_Problem description_:
Take the lines from the one containing "For every <instance>, deliver" through the one containing "box: [342, 75, 359, 81]" and reproduce them, changing "deliver" to "return" and leaving everything else unchanged.

_Entries provided_:
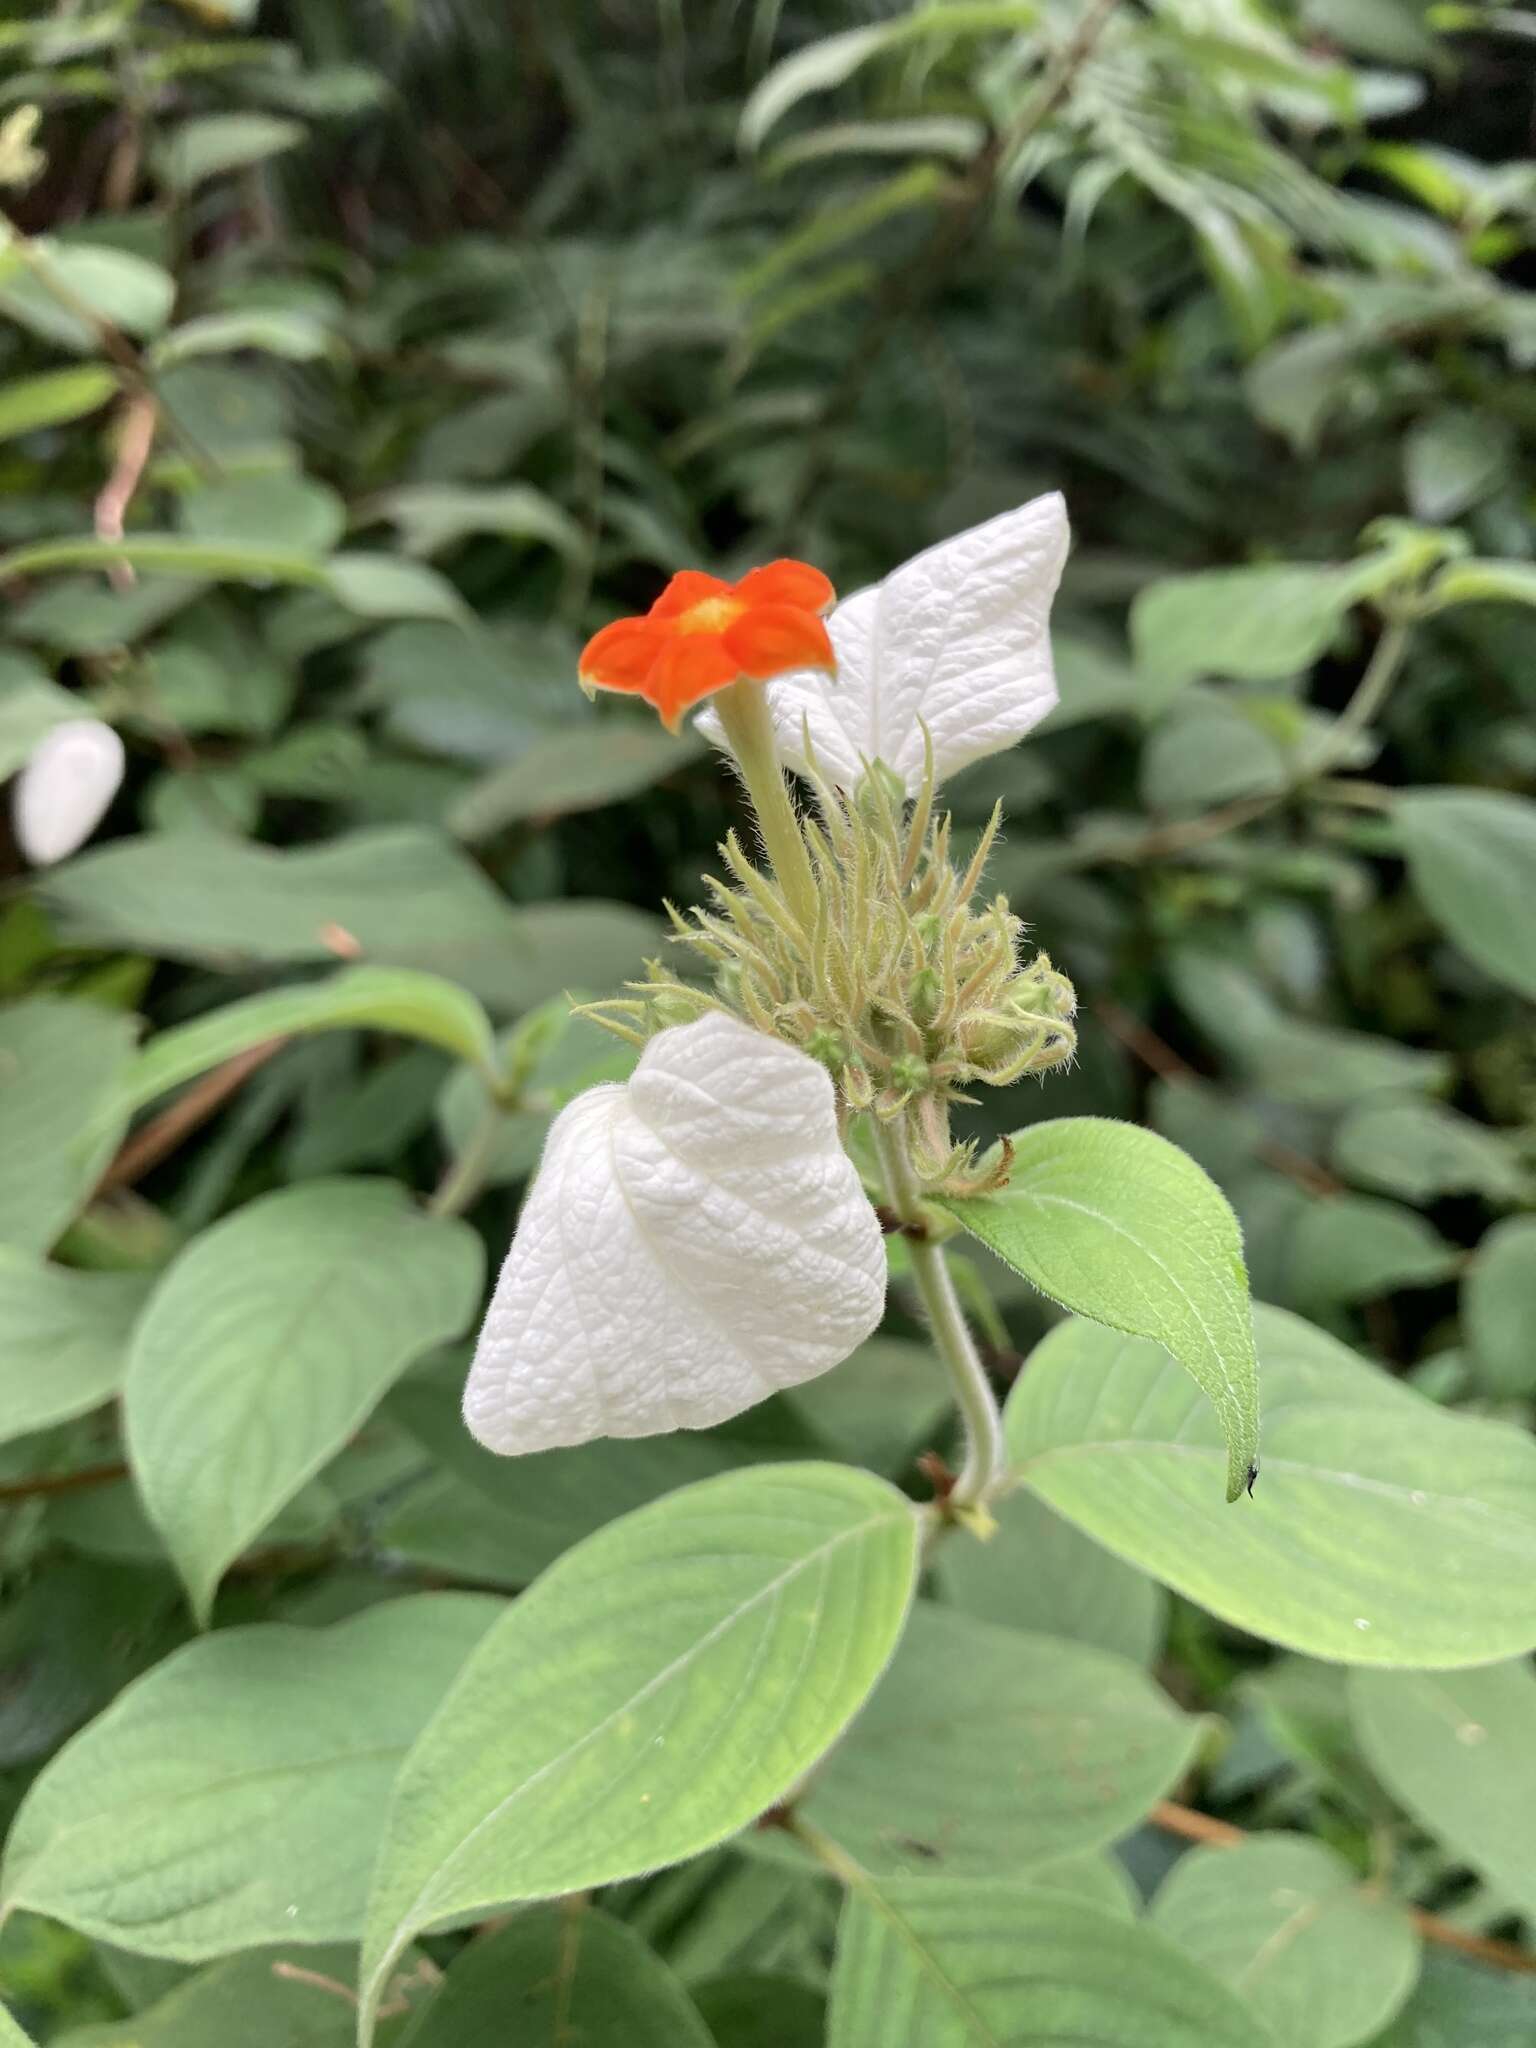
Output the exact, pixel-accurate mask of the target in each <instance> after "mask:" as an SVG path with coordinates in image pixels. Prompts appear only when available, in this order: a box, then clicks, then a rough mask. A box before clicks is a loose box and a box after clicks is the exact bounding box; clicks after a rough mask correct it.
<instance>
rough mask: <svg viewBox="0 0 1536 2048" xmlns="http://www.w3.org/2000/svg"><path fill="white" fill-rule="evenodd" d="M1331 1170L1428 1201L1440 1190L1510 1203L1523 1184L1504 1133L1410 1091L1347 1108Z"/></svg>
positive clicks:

--

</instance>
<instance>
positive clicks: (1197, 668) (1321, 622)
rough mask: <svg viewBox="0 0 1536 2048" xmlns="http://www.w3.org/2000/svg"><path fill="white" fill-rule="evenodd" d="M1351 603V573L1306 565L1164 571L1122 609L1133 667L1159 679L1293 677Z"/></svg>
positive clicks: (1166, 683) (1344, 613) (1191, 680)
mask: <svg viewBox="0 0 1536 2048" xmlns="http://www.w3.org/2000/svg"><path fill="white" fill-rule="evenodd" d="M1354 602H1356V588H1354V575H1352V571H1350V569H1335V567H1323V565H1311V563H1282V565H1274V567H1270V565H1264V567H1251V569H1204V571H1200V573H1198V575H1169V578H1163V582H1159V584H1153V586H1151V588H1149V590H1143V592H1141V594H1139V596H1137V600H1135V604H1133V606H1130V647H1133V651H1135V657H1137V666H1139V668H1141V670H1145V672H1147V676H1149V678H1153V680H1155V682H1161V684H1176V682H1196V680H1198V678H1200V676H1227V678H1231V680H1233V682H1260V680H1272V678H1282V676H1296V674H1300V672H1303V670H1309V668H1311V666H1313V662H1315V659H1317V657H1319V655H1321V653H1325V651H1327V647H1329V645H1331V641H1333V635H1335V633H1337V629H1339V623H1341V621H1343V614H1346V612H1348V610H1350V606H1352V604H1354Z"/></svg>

---

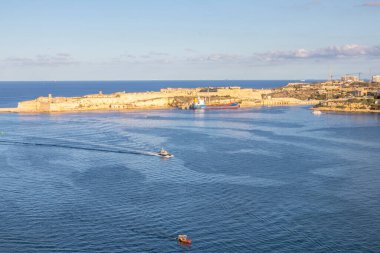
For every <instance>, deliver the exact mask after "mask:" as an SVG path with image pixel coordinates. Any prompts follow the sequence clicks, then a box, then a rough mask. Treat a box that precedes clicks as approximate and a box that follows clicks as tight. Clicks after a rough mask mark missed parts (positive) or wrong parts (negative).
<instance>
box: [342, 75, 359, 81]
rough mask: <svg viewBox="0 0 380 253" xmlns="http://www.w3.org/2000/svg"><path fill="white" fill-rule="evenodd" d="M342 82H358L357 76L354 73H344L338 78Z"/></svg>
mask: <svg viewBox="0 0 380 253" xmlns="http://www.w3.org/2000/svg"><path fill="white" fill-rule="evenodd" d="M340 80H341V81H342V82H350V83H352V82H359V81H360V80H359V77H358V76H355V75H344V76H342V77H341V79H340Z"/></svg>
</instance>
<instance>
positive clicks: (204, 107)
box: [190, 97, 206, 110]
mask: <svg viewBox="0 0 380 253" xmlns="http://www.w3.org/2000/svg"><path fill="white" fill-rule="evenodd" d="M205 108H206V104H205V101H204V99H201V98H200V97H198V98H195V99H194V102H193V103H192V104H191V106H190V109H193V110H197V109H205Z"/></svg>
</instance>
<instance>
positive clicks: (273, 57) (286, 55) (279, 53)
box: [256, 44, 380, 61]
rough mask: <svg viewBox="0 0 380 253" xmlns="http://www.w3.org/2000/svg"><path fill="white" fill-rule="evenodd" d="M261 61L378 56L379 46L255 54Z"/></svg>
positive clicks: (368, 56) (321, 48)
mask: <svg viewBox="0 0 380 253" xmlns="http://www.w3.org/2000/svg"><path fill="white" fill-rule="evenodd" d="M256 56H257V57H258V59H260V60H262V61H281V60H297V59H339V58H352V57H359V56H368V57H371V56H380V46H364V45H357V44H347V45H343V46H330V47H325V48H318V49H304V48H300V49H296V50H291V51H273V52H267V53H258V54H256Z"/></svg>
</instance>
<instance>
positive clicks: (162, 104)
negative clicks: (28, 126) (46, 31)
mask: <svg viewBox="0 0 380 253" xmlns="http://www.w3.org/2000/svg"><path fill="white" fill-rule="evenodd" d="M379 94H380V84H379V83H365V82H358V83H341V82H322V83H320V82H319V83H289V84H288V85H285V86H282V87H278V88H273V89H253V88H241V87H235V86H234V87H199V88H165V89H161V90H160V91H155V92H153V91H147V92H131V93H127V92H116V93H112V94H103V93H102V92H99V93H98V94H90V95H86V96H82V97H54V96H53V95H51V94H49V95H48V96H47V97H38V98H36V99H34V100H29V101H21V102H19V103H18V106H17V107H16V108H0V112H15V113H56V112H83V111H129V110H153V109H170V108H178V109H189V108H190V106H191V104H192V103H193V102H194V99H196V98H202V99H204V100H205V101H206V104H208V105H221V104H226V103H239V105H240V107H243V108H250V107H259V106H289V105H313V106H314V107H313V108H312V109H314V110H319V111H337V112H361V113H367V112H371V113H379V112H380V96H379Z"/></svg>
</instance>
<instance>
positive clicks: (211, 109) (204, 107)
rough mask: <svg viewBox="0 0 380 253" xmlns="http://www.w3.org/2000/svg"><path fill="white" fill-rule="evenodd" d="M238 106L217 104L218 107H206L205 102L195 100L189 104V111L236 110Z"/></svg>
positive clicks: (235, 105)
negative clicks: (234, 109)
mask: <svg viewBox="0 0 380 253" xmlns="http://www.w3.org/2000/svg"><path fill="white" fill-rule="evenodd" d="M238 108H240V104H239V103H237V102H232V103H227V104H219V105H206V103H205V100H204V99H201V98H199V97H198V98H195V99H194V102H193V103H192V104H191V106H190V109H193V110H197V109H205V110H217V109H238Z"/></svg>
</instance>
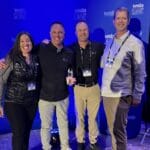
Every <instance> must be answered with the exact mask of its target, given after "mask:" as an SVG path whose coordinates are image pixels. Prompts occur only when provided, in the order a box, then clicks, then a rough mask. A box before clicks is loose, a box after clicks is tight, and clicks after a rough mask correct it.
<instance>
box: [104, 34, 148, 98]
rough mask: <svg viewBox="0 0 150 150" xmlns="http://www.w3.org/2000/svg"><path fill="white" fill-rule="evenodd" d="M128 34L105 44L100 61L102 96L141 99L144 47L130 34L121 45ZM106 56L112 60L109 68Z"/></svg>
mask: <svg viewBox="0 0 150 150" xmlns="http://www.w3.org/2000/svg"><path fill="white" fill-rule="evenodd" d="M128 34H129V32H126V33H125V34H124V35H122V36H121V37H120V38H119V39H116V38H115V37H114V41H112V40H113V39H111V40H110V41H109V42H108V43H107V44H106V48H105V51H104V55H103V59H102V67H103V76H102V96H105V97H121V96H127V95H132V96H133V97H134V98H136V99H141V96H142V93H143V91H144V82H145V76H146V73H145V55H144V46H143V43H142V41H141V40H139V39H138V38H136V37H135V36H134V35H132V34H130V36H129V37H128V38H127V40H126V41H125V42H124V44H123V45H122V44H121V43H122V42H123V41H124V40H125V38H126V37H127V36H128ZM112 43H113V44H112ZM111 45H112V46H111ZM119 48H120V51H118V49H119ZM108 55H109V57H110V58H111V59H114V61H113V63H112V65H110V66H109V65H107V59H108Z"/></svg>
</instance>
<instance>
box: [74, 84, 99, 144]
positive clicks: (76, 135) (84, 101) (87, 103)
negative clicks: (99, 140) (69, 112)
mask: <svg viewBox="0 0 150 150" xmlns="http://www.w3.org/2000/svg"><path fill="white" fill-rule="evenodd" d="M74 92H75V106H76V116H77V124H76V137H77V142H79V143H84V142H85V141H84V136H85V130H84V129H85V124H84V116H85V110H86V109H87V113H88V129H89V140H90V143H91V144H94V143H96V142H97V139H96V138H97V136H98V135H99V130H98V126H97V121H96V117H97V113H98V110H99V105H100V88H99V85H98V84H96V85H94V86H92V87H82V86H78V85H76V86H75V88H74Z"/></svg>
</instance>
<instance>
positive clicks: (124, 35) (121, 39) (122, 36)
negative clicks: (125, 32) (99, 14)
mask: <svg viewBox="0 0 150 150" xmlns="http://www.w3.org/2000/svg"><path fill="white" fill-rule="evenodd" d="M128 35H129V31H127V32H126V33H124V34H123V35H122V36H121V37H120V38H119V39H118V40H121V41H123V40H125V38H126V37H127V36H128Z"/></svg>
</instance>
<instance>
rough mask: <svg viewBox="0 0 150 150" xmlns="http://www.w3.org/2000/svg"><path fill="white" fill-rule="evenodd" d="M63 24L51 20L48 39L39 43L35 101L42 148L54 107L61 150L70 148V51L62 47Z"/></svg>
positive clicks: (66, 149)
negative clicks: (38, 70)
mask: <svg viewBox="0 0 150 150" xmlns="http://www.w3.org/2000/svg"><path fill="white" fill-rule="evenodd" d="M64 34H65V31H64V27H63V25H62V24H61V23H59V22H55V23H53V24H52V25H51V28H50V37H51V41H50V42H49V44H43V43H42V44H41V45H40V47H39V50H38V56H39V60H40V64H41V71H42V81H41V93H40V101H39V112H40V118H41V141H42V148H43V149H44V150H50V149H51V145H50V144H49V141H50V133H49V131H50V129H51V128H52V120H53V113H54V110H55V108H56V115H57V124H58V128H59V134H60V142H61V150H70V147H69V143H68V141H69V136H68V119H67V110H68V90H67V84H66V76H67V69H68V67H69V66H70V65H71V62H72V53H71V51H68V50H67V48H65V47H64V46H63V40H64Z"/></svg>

_Exercise result_:
For every <instance>, return the exact mask after "mask:" as an SVG path with image pixel coordinates. Any prompts follow the sequence clicks, then a box, then a rough mask. Treat a box that precedes clicks as approximate and a box that follows clicks as tight. Clicks after a rough mask mark missed parts (positive) or wrong parts (negative).
<instance>
box: [342, 75, 359, 81]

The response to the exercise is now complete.